_Problem description_:
Answer the following questions using the passage below on wind turbine power transport and hydrogen production.
1. What range is given as an example for the DC bus voltage that supplies the hydrogen production system?
2. By what may the DC bus be provided?
3. At what kind of generator rotational speeds can the wind turbine generators be operated?

As outlined below, the AC sections of the at least two electrical power transport systems may be electrically separated from each other.

In an embodiment, the AC section of each of the at least two electrical power transport systems may be separate and distinct from the AC sections of all of the other of the at least two electrical power transport systems, they may in particular not be electrically connected.

Consequently, it may not be required to synchronize the AC frequencies used in the different electrical power transport systems, i.e., the AC frequencies given out by the different generators of the different wind turbines. A simple system configuration without AC/AC conversion may thus be maintained, in particular by providing the coupling of the DC sections. As the wind turbine generators do not need to be connected to a power grid, and as the generators may be de-synchronized from each other, they can be operated at variable generator rotational speeds. Also, different types of generators may be used operating at different rotational speeds and/or different AC voltage levels.

In embodiments, the system may comprise a DC bus. The DC section of each of the at least two electrical power transport systems may be electrically coupled, in particular connected, to the DC bus. A simple and efficient coupling may thus be implemented. The hydrogen production system may also be electrically coupled, in particular connected, to the DC bus. Electrical power may thus be efficiently distributed to the hydrogen production system, for example to a central electrolyzer or to plural individual electrolyzers of such system. The DC bus may be considered to form part of the DC section of each transport system. The voltage on the DC bus, with which the hydrogen production system is supplied, may for example lie within the range of 400 V to about 10 kV DC, e.g., between 400 V and 1.500 V DC. In other examples, no DC bus may be used, and/or the DC voltage level used in the DC section may be a high voltage level (e.g., higher than 1 kV).

The DC bus may for example be provided by a DC bus bar. Efficient distribution of electrical power may thus be achieved. In some examples, the DC bus may comprise plural bus sections and a bus coupler provided between the bus sections (e.g., a series of bus couplers and bus sections). The DC section of each electrical power transport system may be coupled, in particular connected, to (or may comprise) a different bus section. Such configuration may allow an electrical isolating of a particular bus section, including the connected transport system and possibly a connected electrolyzer.

_Given entries_:
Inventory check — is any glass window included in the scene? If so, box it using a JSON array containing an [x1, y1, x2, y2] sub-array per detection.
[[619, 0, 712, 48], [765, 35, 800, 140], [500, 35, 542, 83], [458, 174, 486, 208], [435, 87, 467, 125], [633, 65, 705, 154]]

---

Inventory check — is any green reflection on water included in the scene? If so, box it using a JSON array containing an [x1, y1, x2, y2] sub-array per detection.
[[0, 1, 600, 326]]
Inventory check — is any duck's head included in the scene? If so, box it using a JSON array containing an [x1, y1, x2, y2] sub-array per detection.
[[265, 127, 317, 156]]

_Exercise answer_:
1. From 400 V to about 10 kV DC, for example between 400 V and 1.500 V DC.
2. By a DC bus bar.
3. At variable generator rotational speeds.